** READING TEXT follows **

Relics: A History of the World Told in 133 Objects is my idea of the perfect coffee-table gift book. Billed as “four billion years in the palm of your hand,” it’s small enough not to be cumbersome, weighty enough to be substantial and full of colorful photos and intriguing text. Open it to any random page and get lost in the images of tiny relics and their histories, ranging from a 4.5-billion-year-old asteroid fragment to a tiny piece of Winston Churchill’s faux leopard-skin hand muff. (Poor circulation in his later years caused Churchill’s hands to get cold.) The book is part of the Mini Museum project, intended to share a collection of hand-held bits of wonders from around the world—a whole exhibition, Polly Pocket-style. 

Young and old will be enticed by the variety of natural, historical and cultural tidbits, including a specimen of petrified lightning from the Sahara, a piece of a Martian meteorite, coal from the Titanic and a morsel of Prince Charles and Princess Diana’s wedding cake. Enjoy at your leisure, with no museum crowds invading your space. 

★ Original Sisters

Award-winning artist Anita Kunz certainly made the most of her COVID-19 lockdown: She began researching and painting portraits of more than 150 extraordinary women from ancient times to the present, many whose stories have been lost to history or whose glory has been stolen by men. The result, Original Sisters: Portraits of Tenacity and Courage, brings these heroines to life in wonderfully bold portraits, each accompanied by a paragraphsummarizing her notable life. These portraits are so vivid that readers will feel as though they are meeting these women face-to-face—and believe me, you will feel their power.

You’ll recognize many women’s names, like Temple Grandin, Nina Simone and Ruth Bader Ginsburg, but others may be new, such as Amanirenas, the partially blind African warrior queen who defeated Augustus Caesar. Patricia Bath, the first Black female ophthalmologist, invented a medical device to remove cataracts. Mabel Ping-Hua Lee was a Chinese American suffragist who led a parade on horseback in New York City to advocate for voting rights. A wonderful gift for friends, family or yourself, Original Sisters is an inspiring springboard for further study of these noteworthy souls.

★ The 1619 Project

For any lover of American history or letters, The 1619 Project: A New Origin Story is a visionary work that casts a sweeping, introspective gaze over what many have aptly termed the country’s original sin: the moment in 1619, one year before the Mayflower arrived, when a ship docked at the colony of Virginia to deliver 20 to 30 enslaved people from Africa. While many books have addressed enslavement and its repercussions, few, if any, have done so in such an imaginative, all-encompassing way, incorporating history, journalism, fiction, poetry and photography to show the cataclysmic repercussions of that pivotal moment.

** End of READING TEXT **
** INPUT DATA follows **

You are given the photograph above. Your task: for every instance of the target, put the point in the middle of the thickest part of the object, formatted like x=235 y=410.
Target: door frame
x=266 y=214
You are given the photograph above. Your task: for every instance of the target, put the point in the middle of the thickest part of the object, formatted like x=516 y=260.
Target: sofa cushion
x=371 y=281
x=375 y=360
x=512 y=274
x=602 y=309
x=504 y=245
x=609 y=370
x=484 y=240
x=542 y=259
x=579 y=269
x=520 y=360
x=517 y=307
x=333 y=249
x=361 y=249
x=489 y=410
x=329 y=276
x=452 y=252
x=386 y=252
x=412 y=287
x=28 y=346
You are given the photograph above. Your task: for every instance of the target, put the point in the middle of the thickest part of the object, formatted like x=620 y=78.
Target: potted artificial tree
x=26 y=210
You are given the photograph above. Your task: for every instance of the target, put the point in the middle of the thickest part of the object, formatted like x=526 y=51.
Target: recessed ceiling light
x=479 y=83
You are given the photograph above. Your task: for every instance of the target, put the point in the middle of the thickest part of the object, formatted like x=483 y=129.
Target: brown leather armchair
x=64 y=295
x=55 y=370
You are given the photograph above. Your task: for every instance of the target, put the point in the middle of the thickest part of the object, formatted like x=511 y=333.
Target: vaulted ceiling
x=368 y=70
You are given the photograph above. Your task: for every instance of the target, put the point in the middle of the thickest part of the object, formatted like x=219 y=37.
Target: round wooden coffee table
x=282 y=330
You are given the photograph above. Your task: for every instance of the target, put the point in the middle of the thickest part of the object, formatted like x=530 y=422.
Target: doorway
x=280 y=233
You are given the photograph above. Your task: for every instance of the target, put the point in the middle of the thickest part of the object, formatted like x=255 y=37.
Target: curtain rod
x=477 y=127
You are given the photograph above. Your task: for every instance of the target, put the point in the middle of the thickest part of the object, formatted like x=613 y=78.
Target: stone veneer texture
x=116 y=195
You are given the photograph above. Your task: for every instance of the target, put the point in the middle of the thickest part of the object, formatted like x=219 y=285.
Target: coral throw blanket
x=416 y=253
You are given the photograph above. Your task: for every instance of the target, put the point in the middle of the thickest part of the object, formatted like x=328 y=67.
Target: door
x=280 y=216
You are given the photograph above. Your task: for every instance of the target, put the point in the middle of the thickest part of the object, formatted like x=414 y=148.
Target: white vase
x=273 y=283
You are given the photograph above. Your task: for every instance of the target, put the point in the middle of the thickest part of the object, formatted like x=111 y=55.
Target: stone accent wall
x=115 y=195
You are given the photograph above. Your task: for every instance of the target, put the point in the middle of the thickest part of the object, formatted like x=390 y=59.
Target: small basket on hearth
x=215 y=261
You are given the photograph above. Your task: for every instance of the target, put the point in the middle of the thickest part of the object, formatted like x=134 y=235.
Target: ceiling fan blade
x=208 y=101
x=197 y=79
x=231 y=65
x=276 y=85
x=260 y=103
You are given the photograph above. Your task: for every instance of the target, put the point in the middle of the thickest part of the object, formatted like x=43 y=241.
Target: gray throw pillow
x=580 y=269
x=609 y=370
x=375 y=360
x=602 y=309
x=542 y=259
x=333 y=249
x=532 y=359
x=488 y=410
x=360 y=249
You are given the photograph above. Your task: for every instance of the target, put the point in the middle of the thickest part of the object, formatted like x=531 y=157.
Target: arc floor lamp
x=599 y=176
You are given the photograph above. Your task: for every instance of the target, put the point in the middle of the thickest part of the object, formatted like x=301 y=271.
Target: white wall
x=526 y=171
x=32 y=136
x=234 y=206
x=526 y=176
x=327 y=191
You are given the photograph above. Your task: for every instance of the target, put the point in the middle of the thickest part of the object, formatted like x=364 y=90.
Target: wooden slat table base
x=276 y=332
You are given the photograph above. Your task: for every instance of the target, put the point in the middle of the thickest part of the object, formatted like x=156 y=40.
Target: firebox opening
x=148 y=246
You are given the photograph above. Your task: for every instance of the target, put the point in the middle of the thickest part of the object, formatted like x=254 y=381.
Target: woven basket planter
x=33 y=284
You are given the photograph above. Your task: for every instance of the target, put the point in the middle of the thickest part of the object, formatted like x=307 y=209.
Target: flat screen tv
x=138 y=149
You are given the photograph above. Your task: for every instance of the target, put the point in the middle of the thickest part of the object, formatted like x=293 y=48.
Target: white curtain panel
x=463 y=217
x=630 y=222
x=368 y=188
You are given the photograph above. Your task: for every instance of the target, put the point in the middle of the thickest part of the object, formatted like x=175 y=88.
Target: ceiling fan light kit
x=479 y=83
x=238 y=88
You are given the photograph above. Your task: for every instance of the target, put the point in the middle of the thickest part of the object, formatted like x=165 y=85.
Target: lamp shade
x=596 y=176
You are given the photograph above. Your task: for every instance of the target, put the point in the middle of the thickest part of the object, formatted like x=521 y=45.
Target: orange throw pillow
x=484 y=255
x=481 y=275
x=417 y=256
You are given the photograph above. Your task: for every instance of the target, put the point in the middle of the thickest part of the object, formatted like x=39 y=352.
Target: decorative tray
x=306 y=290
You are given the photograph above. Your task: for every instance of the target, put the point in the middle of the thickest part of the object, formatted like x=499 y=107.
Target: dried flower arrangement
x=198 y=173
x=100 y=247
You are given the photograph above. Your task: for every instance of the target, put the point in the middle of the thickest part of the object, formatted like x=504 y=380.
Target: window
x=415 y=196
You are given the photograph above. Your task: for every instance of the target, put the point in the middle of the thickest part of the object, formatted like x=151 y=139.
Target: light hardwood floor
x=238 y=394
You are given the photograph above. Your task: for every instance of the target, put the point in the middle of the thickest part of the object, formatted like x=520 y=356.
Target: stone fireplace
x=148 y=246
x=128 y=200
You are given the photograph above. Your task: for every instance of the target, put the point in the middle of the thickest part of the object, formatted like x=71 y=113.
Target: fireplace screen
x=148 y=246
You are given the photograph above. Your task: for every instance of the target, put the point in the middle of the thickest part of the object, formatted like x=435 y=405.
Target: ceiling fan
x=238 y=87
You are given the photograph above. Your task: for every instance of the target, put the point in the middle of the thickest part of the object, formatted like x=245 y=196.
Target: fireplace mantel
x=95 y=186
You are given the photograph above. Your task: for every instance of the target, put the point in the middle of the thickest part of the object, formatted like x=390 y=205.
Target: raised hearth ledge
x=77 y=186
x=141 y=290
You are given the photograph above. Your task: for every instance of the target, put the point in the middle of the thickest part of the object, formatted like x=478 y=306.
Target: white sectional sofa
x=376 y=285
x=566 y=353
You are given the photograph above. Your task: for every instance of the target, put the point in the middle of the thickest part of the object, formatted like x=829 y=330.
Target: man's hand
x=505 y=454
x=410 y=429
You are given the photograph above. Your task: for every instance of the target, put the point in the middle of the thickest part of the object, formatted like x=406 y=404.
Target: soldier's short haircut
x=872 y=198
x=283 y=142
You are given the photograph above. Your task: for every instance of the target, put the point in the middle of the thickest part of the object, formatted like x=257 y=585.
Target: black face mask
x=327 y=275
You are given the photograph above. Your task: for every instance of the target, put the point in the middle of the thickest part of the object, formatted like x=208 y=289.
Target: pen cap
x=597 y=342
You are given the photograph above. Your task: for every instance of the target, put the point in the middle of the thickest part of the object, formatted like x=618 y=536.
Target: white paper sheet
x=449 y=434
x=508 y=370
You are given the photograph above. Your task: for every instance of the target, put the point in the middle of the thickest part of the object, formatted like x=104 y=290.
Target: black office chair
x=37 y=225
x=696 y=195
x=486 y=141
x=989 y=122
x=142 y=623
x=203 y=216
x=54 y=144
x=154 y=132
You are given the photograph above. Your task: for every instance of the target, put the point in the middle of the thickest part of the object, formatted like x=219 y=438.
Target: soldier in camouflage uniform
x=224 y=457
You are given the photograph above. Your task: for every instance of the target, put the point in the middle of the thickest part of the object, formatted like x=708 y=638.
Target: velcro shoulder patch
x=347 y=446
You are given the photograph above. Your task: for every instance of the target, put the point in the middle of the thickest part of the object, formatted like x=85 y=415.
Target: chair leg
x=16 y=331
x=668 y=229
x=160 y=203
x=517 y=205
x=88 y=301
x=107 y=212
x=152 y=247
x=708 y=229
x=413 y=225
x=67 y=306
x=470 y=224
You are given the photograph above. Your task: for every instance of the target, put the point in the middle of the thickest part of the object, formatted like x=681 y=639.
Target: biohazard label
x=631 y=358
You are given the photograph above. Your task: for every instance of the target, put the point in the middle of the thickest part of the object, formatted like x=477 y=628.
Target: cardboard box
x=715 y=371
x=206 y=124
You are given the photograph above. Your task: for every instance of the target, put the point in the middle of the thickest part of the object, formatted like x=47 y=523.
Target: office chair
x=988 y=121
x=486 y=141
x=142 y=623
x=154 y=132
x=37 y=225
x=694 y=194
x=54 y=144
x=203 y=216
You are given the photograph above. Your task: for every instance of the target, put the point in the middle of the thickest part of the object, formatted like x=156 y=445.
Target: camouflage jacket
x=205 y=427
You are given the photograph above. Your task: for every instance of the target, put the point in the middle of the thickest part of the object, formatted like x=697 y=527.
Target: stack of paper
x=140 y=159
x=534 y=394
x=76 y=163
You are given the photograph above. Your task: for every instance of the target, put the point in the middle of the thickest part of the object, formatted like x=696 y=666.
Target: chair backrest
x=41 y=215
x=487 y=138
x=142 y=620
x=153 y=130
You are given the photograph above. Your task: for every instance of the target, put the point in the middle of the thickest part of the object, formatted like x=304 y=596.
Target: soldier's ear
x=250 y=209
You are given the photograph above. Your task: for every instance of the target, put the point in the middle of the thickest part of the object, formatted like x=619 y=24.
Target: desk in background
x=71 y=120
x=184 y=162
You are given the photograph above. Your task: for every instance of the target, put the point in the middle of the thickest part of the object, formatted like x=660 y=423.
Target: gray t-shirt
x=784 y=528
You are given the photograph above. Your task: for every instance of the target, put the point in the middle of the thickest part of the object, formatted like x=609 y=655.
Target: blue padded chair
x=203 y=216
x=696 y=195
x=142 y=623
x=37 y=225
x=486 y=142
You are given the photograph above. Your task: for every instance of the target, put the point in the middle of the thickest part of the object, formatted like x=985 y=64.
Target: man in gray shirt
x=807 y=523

** End of INPUT DATA **

WORK INSTRUCTION A:
How would you translate this sentence from the book reviews into Spanish: "Enjoy at your leisure, with no museum crowds invading your space."
WORK INSTRUCTION B:
Can you write the next part of the book reviews, picking up after their last sentence?

ANSWER BOX A:
Disfrútalo con calma, sin multitudes de museo que invadan tu espacio.

ANSWER BOX B:
A superb expansion of the New York Times Magazine’s “1619 Project” issue, this book contains 18 essays as well as 36 poems and stories that examine how slavery and its legacy of racial injustice have shaped the U.S. over the last 400 years. Each piece was curated by MacArthur “genius grant” winner Nikole Hannah-Jones, who pitched the original “1619 Project” to the Times and won the Pulitzer Prize for her contribution to it. The book’s many talented contributors include Ibram X. Kendi, Terry McMillan, Khalil Gibran Muhammad, ZZ Packer, Darryl Pinckney, Claudia Rankine, Jason Reynolds, Bryan Stevenson and Jesmyn Ward. Seven essays are new, and existing essays have been substantially revised and expanded to include additional details. Black-and-white portraits have also been added—both historical and present-day images—as another way of allowing readers to look history in the eye.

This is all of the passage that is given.